── EXTRAIT FOURNI ──
La Haute autorité des médias et de l’audiovisuelle (HAMA) et la presse privée sont à couteaux tirés. Le conflit porte sur la qualité de qui est journaliste et qui ne l’est pas. Le président de la Hama a ses critères propres. Selon lui, il doit assainir la profession. La HAMA et les journalistes iront-ils jusqu’au bout de la logique intellectuelle ?

Pour débarrasser le milieu de la presse des « indésirables » qui sont, toujours selon le patron de la Hama, une menace pour la profession, il faut que la HAMA pousse plus loin son raisonnement. Les responsables des organes de presse publique sont des instituteurs, des officiers de l’armée et même de simple plantons qui ont été propulsés directeurs des stations régionales. La presse tchadienne est au creux de la vague.
───
**LISTE DES TÂCHES**
#1 Transcrivez fidèlement le passage du texte sur la HAMA qui va de « La Haute autorité » jusqu'à « logique intellectuelle ? ».
#2 D'après le texte sur la HAMA, quels types de personnes sont à la tête des organes de presse publique ? Nommez-les tous.
── EXTRAIT DES DONNÉES ──
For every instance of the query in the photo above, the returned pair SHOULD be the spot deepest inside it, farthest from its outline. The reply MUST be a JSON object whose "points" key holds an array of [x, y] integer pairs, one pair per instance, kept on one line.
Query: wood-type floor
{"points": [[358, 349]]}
───
**RÉPONSES CORRECTES**
#1
La Haute autorité des médias et de l’audiovisuelle (HAMA) et la presse privée sont à couteaux tirés. Le conflit porte sur la qualité de qui est journaliste et qui ne l’est pas. Le président de la Hama a ses critères propres. Selon lui, il doit assainir la profession. La HAMA et les journalistes iront-ils jusqu’au bout de la logique intellectuelle ?

#2 Des instituteurs, des officiers de l'armée et des plantons.